*Passage given:*
****************************************

3.1. Optimizing the Deep Convolutional Neural Network
In this study, a monitoring system that can evaluate thruster health based on the flow noise signal generated by AUV is constructed using CNN. For this, an appropriate CNN architecture setting and optimization process are required. In this study, the final CNN architecture is determined by composing two types of artificial neural networks and comparing their accuracy.
3.1.1. Architectural Optimization of Convolutional Neural Networks
In general, it is known that the depth and performance of artificial neural networks have a positive correlation. However, when an excessively deep neural network is constructed, the number of hyperparameters that determine the characteristics of the neural network increases, and a problem of overfitting may occur. Therefore, it is essential to find the optimal layer through various attempts to construct an appropriate neural network.
In this study, as shown in
Figure 8, two types of neural networks were created and the accuracy was compared. In the case of Type-A, filters having a size of 10 × 10 were used, and each of the four layers consisted of a convolution layer and a ReLU function. The number of filters used for each layer is sequentially 8, 8, 16, and 32. The derived feature map is converted into a one-dimensional vector through flattening. After that, the final output was derived through the FCL and the softmax layer. In the case of Type-B, filters with a size of 5 × 5 that are smaller than those of Type-A were applied, and each of the six layers was composed of a combination of a convolution layer and a ReLU function. The number of filters used for each layer is sequentially 8, 16, 16, 32, 64, and 64. After that, by applying GAP, the feature map is converted into a one-dimensional vector having a length of 64 and passed through a layer composed of a combination of an FCL and a dropout layer. In the subsequent step, the final output was derived after going through the softmax layer in the same way as in type-A. The size of the input image used in this study is 400 × 400 × 3. For the training set, 70% of the data were randomly selected from the entire data set and the remaining 30% of the data were assigned to the test set.
Unlike Type-A, Type-B minimizes the size of the filter to reduce memory, but increases the number of filters used and extends the depth of the neural network. In this case, the problem of overfitting may occur as the neural network deepens. To prevent this, in Type-B, a combination of GAP, FCL, and Dropout was applied instead of composing the classification layer only with FCL. In particular, GAP is known to be effective in processing high-dimensional feature maps derived from a large number of filters, so it is appropriate to apply to Type-B.
3.1.2. Comparison of Trained Neural Networks of Two Architecture Types
By training two neural networks designed with different concepts, the accuracy and overfitting were compared and analyzed from the viewpoint of constructing a health monitoring system. For both Type-A and Type-B, the training settings were the same as in
Table 3.

****************************************

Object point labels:
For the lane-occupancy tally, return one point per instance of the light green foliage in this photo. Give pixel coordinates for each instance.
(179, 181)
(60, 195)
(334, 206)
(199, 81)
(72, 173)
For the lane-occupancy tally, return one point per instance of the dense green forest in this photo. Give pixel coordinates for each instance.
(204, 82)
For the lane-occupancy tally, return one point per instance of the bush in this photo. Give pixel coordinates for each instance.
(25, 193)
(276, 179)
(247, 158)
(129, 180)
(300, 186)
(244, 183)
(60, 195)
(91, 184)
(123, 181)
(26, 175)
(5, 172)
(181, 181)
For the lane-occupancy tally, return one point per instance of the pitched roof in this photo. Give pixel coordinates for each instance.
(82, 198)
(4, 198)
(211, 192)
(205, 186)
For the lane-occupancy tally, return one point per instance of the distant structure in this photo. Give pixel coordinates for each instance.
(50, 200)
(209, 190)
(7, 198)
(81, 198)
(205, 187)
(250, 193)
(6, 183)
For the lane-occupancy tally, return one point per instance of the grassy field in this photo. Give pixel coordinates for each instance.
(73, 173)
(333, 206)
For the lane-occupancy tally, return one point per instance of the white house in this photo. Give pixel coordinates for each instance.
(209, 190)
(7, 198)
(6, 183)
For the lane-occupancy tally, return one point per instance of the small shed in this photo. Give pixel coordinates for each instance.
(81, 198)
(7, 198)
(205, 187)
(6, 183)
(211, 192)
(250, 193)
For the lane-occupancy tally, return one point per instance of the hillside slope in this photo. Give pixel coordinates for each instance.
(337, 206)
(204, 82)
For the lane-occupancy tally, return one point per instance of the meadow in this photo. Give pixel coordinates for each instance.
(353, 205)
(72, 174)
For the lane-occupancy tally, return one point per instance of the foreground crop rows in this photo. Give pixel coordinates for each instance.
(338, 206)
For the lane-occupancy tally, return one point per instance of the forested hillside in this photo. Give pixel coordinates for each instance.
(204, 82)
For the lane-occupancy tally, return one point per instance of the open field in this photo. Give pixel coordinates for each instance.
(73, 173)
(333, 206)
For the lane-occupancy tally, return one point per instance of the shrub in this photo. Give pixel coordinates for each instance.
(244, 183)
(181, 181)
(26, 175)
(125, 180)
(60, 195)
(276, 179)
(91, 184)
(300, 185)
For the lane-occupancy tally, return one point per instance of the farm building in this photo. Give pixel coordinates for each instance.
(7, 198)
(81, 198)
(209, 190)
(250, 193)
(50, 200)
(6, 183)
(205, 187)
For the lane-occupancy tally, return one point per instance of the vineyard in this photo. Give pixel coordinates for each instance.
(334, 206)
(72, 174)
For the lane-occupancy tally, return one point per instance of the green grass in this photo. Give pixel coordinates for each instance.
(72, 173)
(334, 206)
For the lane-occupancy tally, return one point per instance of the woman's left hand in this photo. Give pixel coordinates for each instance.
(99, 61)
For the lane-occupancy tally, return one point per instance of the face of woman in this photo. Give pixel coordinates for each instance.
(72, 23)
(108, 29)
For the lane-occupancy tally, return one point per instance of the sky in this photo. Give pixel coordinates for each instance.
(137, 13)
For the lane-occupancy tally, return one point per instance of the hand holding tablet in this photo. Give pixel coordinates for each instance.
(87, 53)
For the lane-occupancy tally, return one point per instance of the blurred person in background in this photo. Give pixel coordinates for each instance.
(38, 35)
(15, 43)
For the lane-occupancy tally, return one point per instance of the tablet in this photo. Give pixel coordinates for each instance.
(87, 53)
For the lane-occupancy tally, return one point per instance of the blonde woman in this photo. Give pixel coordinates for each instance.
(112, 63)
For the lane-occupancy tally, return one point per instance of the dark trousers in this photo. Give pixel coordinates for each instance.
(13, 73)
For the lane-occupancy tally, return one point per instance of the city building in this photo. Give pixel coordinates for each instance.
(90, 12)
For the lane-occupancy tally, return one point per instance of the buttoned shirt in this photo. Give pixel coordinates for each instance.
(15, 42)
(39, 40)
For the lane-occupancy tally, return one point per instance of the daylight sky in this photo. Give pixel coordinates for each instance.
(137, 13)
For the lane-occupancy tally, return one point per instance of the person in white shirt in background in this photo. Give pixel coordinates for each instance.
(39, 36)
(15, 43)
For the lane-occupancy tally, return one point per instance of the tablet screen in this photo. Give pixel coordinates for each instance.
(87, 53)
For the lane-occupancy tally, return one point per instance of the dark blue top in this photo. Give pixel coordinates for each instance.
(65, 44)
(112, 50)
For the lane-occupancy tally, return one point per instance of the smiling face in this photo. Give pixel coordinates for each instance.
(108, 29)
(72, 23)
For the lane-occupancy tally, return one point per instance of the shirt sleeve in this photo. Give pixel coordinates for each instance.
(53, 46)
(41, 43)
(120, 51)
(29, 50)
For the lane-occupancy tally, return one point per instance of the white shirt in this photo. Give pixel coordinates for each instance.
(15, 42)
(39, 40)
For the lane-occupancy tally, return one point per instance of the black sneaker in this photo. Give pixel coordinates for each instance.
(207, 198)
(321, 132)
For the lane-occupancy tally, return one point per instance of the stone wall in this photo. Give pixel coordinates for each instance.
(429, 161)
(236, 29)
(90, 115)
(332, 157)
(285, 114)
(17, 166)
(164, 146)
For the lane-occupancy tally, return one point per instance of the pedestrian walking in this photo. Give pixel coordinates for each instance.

****************************************

*Task requirements:*
- A) Answer these questions from the section on CNN architecture.
(i) What filter size was used in Type-A?
(ii) What share of the data was assigned to the test set?
(iii) In Type-B, what combination was applied instead of composing the classification layer only with FCL?
- B) Decide whether each statement agrees with the section on CNN architecture. Answer yes or no, and quote the deciding words.
(i) Type-B was built with six layers.
(ii) Type-A and Type-B were trained with different settings.
(iii) The input image used in the study measures 400 × 400 × 3.
- C) Reproduce word for word the part of the section on CNN architecture that begins at the words "Unlike Type-A, Type-B" and stops after "apply to Type-B.".

*Answers per task:*
- A)
(i) 10 × 10
(ii) 30%
(iii) GAP, FCL, and Dropout

- B)
(i) Yes: "each of the six layers was composed of a combination of a convolution layer and a ReLU function"
(ii) No: "For both Type-A and Type-B, the training settings were the same"
(iii) Yes: "The size of the input image used in this study is 400 × 400 × 3."

- C)
Unlike Type-A, Type-B minimizes the size of the filter to reduce memory, but increases the number of filters used and extends the depth of the neural network. In this case, the problem of overfitting may occur as the neural network deepens. To prevent this, in Type-B, a combination of GAP, FCL, and Dropout was applied instead of composing the classification layer only with FCL. In particular, GAP is known to be effective in processing high-dimensional feature maps derived from a large number of filters, so it is appropriate to apply to Type-B.